Problem description
Reproduce every line of the data below verbatim, leaving out the pictures.

Data for processing
■ ■ ■ ■
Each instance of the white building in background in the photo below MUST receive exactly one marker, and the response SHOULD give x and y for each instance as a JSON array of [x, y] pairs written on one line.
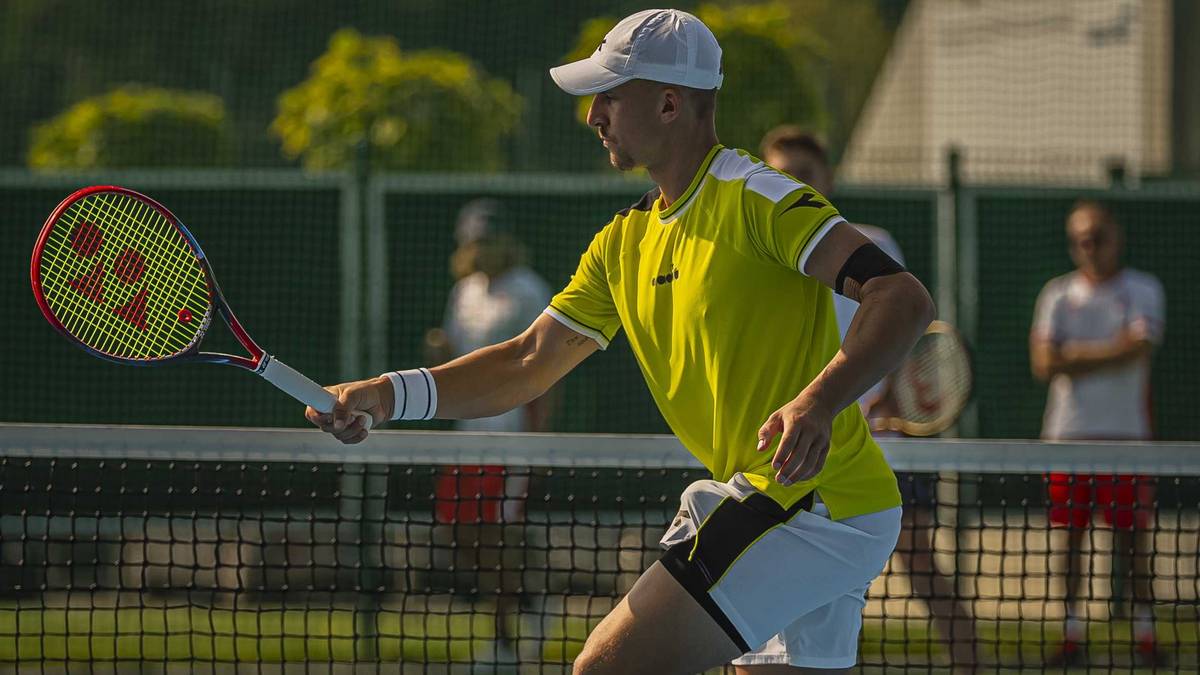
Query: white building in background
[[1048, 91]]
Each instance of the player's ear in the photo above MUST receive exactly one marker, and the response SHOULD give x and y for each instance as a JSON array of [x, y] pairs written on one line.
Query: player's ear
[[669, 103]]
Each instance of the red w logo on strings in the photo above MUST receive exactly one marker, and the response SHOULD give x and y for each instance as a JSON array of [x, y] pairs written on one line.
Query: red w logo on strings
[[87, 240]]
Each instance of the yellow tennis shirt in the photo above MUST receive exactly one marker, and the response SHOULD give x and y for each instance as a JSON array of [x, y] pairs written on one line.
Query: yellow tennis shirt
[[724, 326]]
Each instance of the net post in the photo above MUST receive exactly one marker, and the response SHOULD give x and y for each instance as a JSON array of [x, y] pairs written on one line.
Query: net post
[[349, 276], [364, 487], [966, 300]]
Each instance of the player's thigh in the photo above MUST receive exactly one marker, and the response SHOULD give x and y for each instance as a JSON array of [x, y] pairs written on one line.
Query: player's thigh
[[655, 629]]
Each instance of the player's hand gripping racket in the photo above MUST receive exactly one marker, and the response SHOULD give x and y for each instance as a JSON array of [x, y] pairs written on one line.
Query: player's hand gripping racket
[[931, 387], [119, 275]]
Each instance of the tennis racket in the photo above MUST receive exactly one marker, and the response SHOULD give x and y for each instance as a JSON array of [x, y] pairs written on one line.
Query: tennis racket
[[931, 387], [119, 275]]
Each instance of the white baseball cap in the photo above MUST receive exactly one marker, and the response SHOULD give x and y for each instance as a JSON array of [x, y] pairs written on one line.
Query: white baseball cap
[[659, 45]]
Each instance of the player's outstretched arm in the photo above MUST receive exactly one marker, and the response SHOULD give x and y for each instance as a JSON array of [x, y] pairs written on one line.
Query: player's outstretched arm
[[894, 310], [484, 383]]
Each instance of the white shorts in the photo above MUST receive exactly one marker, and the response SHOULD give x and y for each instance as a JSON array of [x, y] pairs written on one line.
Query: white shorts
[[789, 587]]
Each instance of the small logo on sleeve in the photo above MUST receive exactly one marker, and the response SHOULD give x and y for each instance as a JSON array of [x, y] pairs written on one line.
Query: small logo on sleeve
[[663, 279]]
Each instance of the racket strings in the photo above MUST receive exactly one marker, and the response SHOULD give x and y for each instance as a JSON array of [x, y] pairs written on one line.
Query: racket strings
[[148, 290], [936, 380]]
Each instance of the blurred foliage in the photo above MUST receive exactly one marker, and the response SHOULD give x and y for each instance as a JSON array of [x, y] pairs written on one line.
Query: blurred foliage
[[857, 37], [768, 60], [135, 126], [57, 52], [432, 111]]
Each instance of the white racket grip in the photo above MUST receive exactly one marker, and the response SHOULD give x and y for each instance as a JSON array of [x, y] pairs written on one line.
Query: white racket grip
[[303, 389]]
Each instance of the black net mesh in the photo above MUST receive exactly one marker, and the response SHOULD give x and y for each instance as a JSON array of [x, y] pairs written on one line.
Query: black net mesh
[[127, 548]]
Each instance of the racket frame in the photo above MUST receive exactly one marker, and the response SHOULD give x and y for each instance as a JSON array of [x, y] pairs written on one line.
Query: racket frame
■ ■ ■ ■
Task solution
Each instance of the white building in background in the photo below MUST receive exactly one marker, and the response SHOULD give x and y for each instance as a JSON array of [x, y] pairs written on one line.
Query: white building in background
[[1048, 91]]
Each instance of the player's ear in the photo above MUST receive exactly one marker, and the response SHOULD give x and y for each instance as a JSON array of [x, y] pairs written on one line.
Query: player's ear
[[669, 103]]
Each instance of the red w logo on strings in the photo above MUST receive exactly one marker, and the response SHOULD give x and y for each instance as a JSON array of [x, y] pairs written on one line.
Query: red w logo on strings
[[87, 240]]
Each instance of the yellow tennis shirt in the photo above MUST receive exactly one marker, and the response SHOULD give x and y for each instance as a JSON array of [x, y] pairs written on one line.
Query: yellow tennis shirt
[[724, 326]]
Each instance of the net post in the photo above MUST receive exactly one marker, and the response SHOULD give x and y for each instance as a JSON array of [x, y] pairs written on one line.
Query: net post
[[349, 276], [364, 487], [966, 300]]
Each instance of the player's thigh in the photo above MUST receive exactly one marker, and the response SHOULD give x and y for each instance as a JSON array of [x, y] pairs written on one line.
Query: player's thigh
[[655, 629]]
Each instance of the player's hand gripping racket in the photo above MUST receive exactly one marker, and the response SHOULD give x and y for each instance as a JSON array of [x, y] pairs written on one line.
Query: player's hand gripping racket
[[931, 387], [119, 275]]
Each instance of the tennis racket in the photo above MUST receive exactly one marker, and the response SHOULD give x and y for each instance as a JSON array of [x, y] pairs written on one line.
Query: tennis racket
[[931, 387], [119, 275]]
Each instance of the white baseball cap in the photo above MUST receive exactly one marker, and the response SHOULD give x and y for each instance as a JSON array of [x, y] pairs written on one line.
Query: white baseball cap
[[659, 45]]
Each instance of the player's outstretched arm in the photo above MUST receive exactly one marker, and the response SHOULD give x and y for each instance as a JSON array of [x, y] pairs written on one line.
Query: player's outstretched arm
[[894, 310], [484, 383]]
Each instance of the white shorts in the photo above MUST receive exactly one marker, and the response SHOULD give x and y for each instance as a JSON array of [x, y] pairs written on one line.
Query: white shorts
[[789, 587]]
Each instance of the small logo on sleeve in the photo above MUST receive exactly one marker, and the response SHOULD give x and y for each instance as a JSON array of [x, y] pairs written on one line.
Query: small logo on sleeve
[[663, 279]]
Each instance of the racket strings in the photo above MUST receive exactly one marker, and the response SHOULD give x and y for each instance as a JSON array of [x, y] pairs written on one line.
Query: racket strings
[[148, 290], [936, 380]]
Each instance of the blurred foliage in the photo above MUST receive exactly one marker, and the response SHOULD give x and y for each instance as a JSON array of [x, y] pairs written on one line.
Query: blurred foliage
[[857, 37], [768, 60], [135, 126], [57, 52], [432, 111]]
Each instance of the white racket grip in the photo above MUST receive exactly one marker, and the response SHOULD give x and y for each instance as a JSON array of [x, y] pairs written on one line.
Query: white racket grip
[[303, 389]]
Each instance of the black net mesh in the photo above MUST receive exactly one marker, and the response SHOULD give x and y for each instance as a JSON array of [x, y] pairs written on one line.
Query: black net mesh
[[127, 548]]
Each instance of the racket frame in the photo above MUST receive exactly one marker, and the response SHOULD give x and y for each instance as a JSON array of [x, y] pairs written on one line.
Query: racket frame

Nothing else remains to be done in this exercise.